BEGIN Data for the task
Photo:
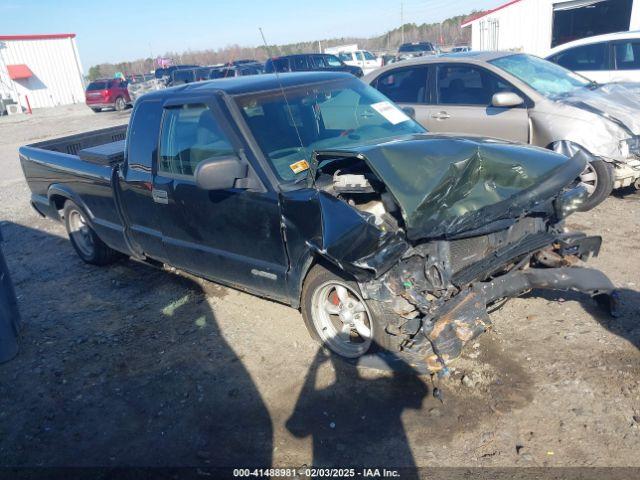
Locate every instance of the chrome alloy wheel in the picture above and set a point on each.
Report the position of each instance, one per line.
(342, 319)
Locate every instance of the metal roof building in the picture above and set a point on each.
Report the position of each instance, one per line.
(536, 26)
(41, 70)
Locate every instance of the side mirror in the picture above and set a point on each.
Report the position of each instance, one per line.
(410, 111)
(220, 173)
(506, 100)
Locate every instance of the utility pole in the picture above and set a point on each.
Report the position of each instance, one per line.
(402, 21)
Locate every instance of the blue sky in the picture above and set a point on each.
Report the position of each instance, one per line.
(119, 30)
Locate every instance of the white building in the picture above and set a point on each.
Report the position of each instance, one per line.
(535, 26)
(41, 70)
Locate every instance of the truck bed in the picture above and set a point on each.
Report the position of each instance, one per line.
(77, 167)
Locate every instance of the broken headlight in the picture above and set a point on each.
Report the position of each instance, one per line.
(570, 201)
(630, 146)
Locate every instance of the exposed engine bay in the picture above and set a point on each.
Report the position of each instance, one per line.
(438, 291)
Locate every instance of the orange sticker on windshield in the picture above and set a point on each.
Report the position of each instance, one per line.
(300, 166)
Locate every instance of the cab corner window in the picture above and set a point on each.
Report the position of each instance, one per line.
(407, 85)
(190, 135)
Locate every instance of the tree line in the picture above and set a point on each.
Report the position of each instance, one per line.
(448, 32)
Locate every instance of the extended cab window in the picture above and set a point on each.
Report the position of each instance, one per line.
(190, 135)
(407, 85)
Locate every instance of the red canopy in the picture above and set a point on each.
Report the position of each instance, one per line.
(19, 72)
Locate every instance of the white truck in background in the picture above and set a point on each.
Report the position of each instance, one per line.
(352, 55)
END Data for the task
Work request: Return the lines above that include the string "building".

Solution to the exercise:
Locate every instance of the metal roof building in the picture above and set a point on each.
Locate every instance of the white building in the picture above and set a point on each.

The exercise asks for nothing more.